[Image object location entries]
====================

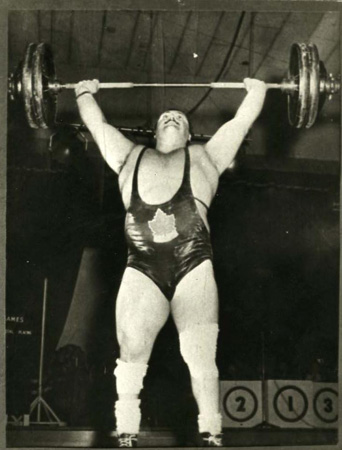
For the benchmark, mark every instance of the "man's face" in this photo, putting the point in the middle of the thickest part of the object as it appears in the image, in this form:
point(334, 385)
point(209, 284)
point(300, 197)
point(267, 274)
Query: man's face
point(173, 121)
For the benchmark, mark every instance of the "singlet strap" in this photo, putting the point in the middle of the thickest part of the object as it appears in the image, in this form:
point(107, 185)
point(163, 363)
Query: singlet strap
point(135, 175)
point(202, 202)
point(186, 177)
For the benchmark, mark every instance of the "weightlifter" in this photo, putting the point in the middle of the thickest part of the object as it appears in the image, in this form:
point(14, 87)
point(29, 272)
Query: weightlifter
point(167, 192)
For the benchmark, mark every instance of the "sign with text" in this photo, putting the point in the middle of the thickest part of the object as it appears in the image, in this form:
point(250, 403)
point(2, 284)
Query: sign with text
point(241, 403)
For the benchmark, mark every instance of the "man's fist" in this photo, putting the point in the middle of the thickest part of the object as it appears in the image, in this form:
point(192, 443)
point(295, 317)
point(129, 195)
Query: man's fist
point(91, 86)
point(252, 83)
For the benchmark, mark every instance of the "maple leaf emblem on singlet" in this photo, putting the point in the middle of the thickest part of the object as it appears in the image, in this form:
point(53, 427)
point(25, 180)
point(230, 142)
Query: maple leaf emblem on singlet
point(163, 226)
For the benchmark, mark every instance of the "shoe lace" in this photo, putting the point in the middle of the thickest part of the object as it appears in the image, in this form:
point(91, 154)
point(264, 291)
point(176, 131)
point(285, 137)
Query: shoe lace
point(214, 440)
point(126, 441)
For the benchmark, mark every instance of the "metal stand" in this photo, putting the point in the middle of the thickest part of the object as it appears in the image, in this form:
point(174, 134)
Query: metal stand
point(39, 401)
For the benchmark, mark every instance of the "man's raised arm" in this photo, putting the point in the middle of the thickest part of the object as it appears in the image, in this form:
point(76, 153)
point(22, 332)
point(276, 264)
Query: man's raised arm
point(113, 145)
point(225, 143)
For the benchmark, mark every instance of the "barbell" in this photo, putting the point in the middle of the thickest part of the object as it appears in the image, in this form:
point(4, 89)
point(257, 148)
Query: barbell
point(34, 84)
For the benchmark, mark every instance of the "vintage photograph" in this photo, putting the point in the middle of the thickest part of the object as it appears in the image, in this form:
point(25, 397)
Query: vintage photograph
point(173, 224)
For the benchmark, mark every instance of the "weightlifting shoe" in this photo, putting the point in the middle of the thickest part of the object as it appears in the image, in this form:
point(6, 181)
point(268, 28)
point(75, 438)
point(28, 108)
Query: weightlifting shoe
point(128, 440)
point(211, 440)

====================

Written request
Without including any pictures, output all the entries above exactly.

Answer to this exercise
For the benchmark, mark every instance of the "man's face" in this photo, putting the point in the middle of the thickest part of the object as it appears in the image, in this form:
point(334, 385)
point(209, 284)
point(300, 197)
point(267, 274)
Query: man's face
point(173, 121)
For the benchmark, mark every instance of the "singlet strap" in this photo, putting the point in the middle of the thickest part of the object as it appears in the image, in this form:
point(107, 185)
point(163, 363)
Query: singlet strap
point(135, 175)
point(202, 202)
point(186, 177)
For the benchmark, mark every instance of the "weightlifter" in this photo, putting the point in the middle of the thickest part of the object as it appears in the image, in this form:
point(14, 87)
point(29, 272)
Query: weightlifter
point(167, 192)
For the benchmark, mark every instance of the "sign with text" in this photo, putting the point in the middle of the thickest part of the object as it appears in the image, in this form:
point(250, 403)
point(2, 284)
Query: sign with text
point(241, 403)
For the benchmark, mark every instance of the "man's fist" in this photo, putting the point in the middle of the thickest part of the object as it appears in the image, in this form:
point(192, 443)
point(295, 317)
point(129, 195)
Query: man's fist
point(91, 86)
point(252, 83)
For the benchmark, mark every instance of the "maple leaf emblem on singlet" in this photo, putting the point in the middle of the thickest part of the object as it appears in the image, in this form:
point(53, 427)
point(25, 180)
point(230, 142)
Query: maple leaf emblem on singlet
point(163, 226)
For the benchmark, mark every instance of the "shoe lace" in this photo, putting the point in the middle of the thickest part of the object as it appears in the image, in this form:
point(91, 154)
point(264, 291)
point(176, 131)
point(285, 137)
Query: shoe lace
point(214, 440)
point(126, 441)
For the benchmark, mark every instance of the "metal stand" in this photo, putting the point in the middle of the thickest part of the object as it appears in the image, in this form:
point(174, 134)
Query: metal stand
point(39, 401)
For the benchmark, mark every instance of the "man's raised arm" in this photo, putting the point in the middle of the thickest part of the object as it appears in the image, in this form:
point(76, 153)
point(22, 332)
point(276, 264)
Query: man's raised arm
point(113, 145)
point(225, 143)
For the benchmark, mark every instance of the "barbell" in this photo, putting the point in the middle of the thickest part of the object as it appears in the image, in this form:
point(4, 89)
point(257, 148)
Query: barbell
point(34, 84)
For the benchmark, mark every instance of the "vintage photograph" in this photo, putting the point in the middle of the thickest part of the object as it appears in the image, in this form:
point(25, 397)
Query: vintage photograph
point(173, 224)
For the benchmark, mark every instance of the "weightlifting shoe" in this photo, putting the point in the middle of the thickest part of the object as it appears in the image, in this form:
point(6, 181)
point(268, 28)
point(75, 438)
point(28, 108)
Query: weightlifting shoe
point(128, 440)
point(211, 440)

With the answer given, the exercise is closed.